Saved entries

— Begin —

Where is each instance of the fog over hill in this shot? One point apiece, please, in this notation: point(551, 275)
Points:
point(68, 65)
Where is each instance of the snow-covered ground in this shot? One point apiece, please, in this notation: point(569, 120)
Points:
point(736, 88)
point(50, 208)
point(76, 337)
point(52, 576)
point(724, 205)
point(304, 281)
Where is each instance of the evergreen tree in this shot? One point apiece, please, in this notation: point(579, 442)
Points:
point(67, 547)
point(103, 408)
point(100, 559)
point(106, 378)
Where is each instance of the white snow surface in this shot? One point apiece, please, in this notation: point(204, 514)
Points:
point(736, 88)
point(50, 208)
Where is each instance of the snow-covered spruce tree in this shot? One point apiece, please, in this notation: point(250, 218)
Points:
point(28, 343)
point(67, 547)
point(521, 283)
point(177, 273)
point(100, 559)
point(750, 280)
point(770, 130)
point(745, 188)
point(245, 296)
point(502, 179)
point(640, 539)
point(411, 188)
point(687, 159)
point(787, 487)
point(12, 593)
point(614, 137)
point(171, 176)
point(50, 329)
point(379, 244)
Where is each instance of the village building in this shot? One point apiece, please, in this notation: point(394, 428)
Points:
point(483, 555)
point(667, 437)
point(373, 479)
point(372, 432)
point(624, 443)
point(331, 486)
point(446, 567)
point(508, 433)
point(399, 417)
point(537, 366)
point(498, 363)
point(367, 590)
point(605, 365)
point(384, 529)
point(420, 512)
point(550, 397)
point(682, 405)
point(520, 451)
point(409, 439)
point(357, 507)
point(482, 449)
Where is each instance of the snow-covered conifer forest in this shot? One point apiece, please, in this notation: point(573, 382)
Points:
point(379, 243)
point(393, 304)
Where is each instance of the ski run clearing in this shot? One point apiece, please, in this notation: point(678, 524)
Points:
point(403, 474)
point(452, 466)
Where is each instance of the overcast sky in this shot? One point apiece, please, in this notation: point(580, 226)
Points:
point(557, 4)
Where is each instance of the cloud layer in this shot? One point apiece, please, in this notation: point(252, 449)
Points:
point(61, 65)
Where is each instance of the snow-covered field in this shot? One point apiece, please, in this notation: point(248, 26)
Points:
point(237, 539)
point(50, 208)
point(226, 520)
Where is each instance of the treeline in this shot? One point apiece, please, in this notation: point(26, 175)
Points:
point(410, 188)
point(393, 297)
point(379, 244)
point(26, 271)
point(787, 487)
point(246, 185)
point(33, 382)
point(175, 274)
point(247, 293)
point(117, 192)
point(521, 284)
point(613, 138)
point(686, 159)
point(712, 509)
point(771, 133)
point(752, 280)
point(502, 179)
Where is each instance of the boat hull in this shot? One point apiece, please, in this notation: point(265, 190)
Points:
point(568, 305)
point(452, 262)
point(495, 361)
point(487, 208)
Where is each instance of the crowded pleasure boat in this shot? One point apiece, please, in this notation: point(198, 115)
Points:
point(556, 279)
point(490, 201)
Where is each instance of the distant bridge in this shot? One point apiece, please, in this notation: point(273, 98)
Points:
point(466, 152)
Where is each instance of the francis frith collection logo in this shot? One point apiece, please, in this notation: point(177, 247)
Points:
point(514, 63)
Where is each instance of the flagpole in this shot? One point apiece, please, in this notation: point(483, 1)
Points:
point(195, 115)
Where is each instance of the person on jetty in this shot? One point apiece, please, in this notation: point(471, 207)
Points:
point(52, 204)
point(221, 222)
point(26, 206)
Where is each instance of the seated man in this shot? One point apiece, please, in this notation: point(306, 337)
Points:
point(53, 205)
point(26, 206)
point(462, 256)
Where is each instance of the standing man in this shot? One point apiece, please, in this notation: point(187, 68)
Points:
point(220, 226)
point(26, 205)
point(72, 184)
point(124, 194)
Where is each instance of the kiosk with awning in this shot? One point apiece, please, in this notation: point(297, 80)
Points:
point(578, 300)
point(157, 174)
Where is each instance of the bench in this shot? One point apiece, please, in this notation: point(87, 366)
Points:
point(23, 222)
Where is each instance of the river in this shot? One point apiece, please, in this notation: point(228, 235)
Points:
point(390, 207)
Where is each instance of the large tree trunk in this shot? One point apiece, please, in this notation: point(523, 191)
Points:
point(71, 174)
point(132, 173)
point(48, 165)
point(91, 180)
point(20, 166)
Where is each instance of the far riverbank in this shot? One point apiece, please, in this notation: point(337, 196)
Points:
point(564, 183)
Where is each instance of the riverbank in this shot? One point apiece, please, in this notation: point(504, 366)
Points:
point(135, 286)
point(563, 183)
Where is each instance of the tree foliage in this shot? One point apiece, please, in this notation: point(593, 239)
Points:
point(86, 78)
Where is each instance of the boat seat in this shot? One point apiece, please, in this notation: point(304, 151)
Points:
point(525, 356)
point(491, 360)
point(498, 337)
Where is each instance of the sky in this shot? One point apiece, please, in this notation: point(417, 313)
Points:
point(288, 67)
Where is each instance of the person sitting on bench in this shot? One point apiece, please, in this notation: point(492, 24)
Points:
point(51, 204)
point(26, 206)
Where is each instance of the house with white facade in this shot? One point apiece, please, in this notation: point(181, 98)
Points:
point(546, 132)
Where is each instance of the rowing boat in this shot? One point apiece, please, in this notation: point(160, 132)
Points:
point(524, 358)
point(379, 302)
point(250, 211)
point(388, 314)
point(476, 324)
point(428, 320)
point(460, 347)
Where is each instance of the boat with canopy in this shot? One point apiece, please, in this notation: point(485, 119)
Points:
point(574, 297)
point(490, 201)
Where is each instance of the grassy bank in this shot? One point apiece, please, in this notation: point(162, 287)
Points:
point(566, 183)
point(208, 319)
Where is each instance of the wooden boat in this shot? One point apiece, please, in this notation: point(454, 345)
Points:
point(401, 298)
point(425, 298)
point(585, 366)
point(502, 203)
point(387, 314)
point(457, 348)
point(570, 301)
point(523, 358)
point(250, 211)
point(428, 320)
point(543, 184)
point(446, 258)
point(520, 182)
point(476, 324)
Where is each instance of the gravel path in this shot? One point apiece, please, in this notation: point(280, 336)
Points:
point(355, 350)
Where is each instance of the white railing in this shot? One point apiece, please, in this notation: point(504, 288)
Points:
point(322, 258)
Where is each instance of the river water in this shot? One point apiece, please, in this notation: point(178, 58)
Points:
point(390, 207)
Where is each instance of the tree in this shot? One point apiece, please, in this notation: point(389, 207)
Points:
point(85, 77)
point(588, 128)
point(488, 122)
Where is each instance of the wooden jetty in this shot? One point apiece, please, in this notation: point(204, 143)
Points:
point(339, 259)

— End —

Goal » Quote every one of the records above word for word, changing nothing.

Answer »
Where is each instance of the fog over hill in this shot? One point apiece, please, in this notation: point(551, 275)
Points:
point(68, 65)
Where is each instance of the snow-covered ground in this shot? One point apiece, please, in this notation: point(569, 120)
Points:
point(736, 88)
point(50, 208)
point(76, 337)
point(52, 576)
point(724, 205)
point(304, 281)
Where is each instance of the evergreen tree in this shot? One point apiece, please, in this notation: point(579, 442)
Points:
point(67, 547)
point(103, 408)
point(100, 559)
point(106, 378)
Where is each instance of the white snow surface in this shot? One point apiece, please, in this notation: point(204, 514)
Points:
point(736, 88)
point(50, 208)
Where is each instance of the snow-covered spruce tree in this shot? One point apiece, please, in this notation: point(250, 218)
Points:
point(28, 343)
point(67, 547)
point(521, 283)
point(177, 273)
point(100, 559)
point(750, 280)
point(770, 130)
point(745, 188)
point(245, 296)
point(502, 179)
point(640, 539)
point(411, 188)
point(687, 159)
point(787, 487)
point(12, 593)
point(614, 137)
point(171, 176)
point(50, 329)
point(379, 244)
Where is each instance of the village building in this shot? One point apiece, please, in this notation: point(394, 428)
Points:
point(483, 555)
point(667, 437)
point(373, 479)
point(372, 432)
point(624, 443)
point(331, 486)
point(446, 567)
point(508, 433)
point(399, 417)
point(537, 366)
point(498, 363)
point(367, 590)
point(605, 365)
point(384, 529)
point(420, 512)
point(550, 397)
point(682, 405)
point(520, 451)
point(409, 439)
point(357, 507)
point(482, 449)
Where is each instance of the snow-covered conifer forest in this shot? One point apiece, please, in this notation: point(573, 382)
Points:
point(379, 243)
point(393, 304)
Where is each instance of the ski run clearing in this shot? One point apiece, please, in this notation: point(678, 524)
Points:
point(403, 474)
point(452, 466)
Where is each instance of the overcast sky in this shot? One point apiece, please, in this notation: point(580, 226)
Points:
point(557, 4)
Where is each instance of the cloud layer in this shot? One point apiece, please, in this notation: point(252, 449)
Points:
point(61, 65)
Where is each instance of the snow-covered field in this shot? One point apiece, please, in this notation: point(248, 26)
Points:
point(237, 539)
point(50, 208)
point(226, 520)
Where is each instance of the treeline in this shot? One point apiece, please, in this notation: point(26, 175)
Points:
point(410, 188)
point(393, 297)
point(379, 244)
point(26, 271)
point(787, 487)
point(246, 185)
point(33, 382)
point(175, 274)
point(247, 293)
point(117, 192)
point(521, 284)
point(613, 138)
point(686, 159)
point(712, 509)
point(771, 133)
point(752, 280)
point(502, 179)
Where is each instance of the boat hull in this shot? One point apiece, please, in this notation: point(265, 190)
Points:
point(568, 305)
point(452, 262)
point(495, 361)
point(487, 208)
Where is each instance of the crowded pleasure boat in this shot? One point apiece, please, in this notation: point(198, 115)
Points:
point(556, 279)
point(490, 201)
Where is each instance of the distant bridge in this shot? One point apiece, please, in this notation: point(273, 98)
Points:
point(466, 152)
Where is each instance of the francis frith collection logo in this shot? One point apiece, please, in this notation: point(177, 247)
Points:
point(514, 63)
Where is each instance of the flagpole in this shot? One point apiece, please, in this notation: point(483, 1)
Points:
point(195, 115)
Where is each instance of the person on jetty in this shot? One point apiece, please, in this notation: point(471, 207)
Points:
point(52, 204)
point(221, 222)
point(26, 206)
Where is each instance of the seated man in this shot? One point apiece, please, in this notation: point(306, 337)
Points:
point(53, 205)
point(26, 206)
point(462, 256)
Where is each instance of the standing man in this shot? One point apiece, please, in this notation: point(187, 68)
Points:
point(220, 226)
point(26, 205)
point(72, 184)
point(124, 194)
Where is each instance of the kiosk with awning in this shot? One point apiece, please, in this notation: point(297, 80)
Points:
point(578, 300)
point(157, 174)
Where is each instance of the bench in this shot? One point apiece, please, in this notation: point(87, 366)
Points:
point(23, 222)
Where is each instance of the river in this shot? One point apiece, please, in this notation: point(228, 235)
Points:
point(390, 207)
Where is each instance of the large tree trunk in this shot? One point apiece, please, in this notation: point(523, 191)
Points:
point(71, 174)
point(132, 173)
point(48, 165)
point(91, 180)
point(20, 166)
Where is each instance of the far riverbank in this shot? One point apiece, please, in this notation: point(337, 196)
Points:
point(564, 183)
Where is each instance of the riverbank in this shot? One point apiece, please, in this notation: point(504, 366)
Points:
point(135, 286)
point(563, 183)
Where is each instance of the tree foliage in this shot? One point apiece, please, in this notation: point(593, 239)
Points:
point(86, 78)
Where is each instance of the boat seat in this shot? One point apiece, please, in this notation: point(304, 151)
Points:
point(525, 356)
point(491, 360)
point(498, 337)
Where is each instance of the sky in this shot? One point apiece, please, in this notation: point(417, 313)
Points:
point(288, 67)
Where is each instance of the person sitting on bench in this shot? One point apiece, please, in this notation: point(492, 24)
Points:
point(51, 204)
point(26, 206)
Where is each instance of the house with white facade in this shot? One point apiece, please, in this notation: point(181, 98)
Points:
point(546, 132)
Where is each instance of the rowing boat in this shot? One point apiece, please, in this notation: point(160, 132)
Points:
point(524, 358)
point(379, 302)
point(250, 211)
point(388, 314)
point(476, 324)
point(428, 320)
point(460, 347)
Where is each instance of the boat with canopy in this shot? One point apiece, please, in this notation: point(485, 119)
Points:
point(574, 297)
point(490, 201)
Where is each instance of the grassy bank in this shot? One point apiece, please, in this notation: point(162, 287)
Points:
point(566, 183)
point(208, 319)
Where is each instance of the wooden boat in this shot? One point apiece, please, in this notation: point(454, 345)
Points:
point(401, 298)
point(425, 298)
point(585, 366)
point(502, 203)
point(387, 314)
point(457, 348)
point(570, 301)
point(523, 358)
point(250, 211)
point(428, 320)
point(543, 184)
point(446, 258)
point(520, 182)
point(476, 324)
Where is each instance of the gravel path in this shot? One point apiece, please, in this notation: point(280, 336)
Points:
point(355, 350)
Where is each instance of the white railing in this shot? One point apiece, please, in this notation: point(504, 288)
Points:
point(322, 258)
Where is each instance of the river water in this shot? One point apiece, please, in this notation: point(178, 58)
Points:
point(390, 207)
Where is each instance of the tree in this shot? One point apiece, please, in this notation: point(389, 207)
Points:
point(85, 77)
point(588, 128)
point(488, 122)
Where is each instance of the wooden jetty in this shot? One point apiece, please, in this notation: point(204, 143)
Points:
point(339, 259)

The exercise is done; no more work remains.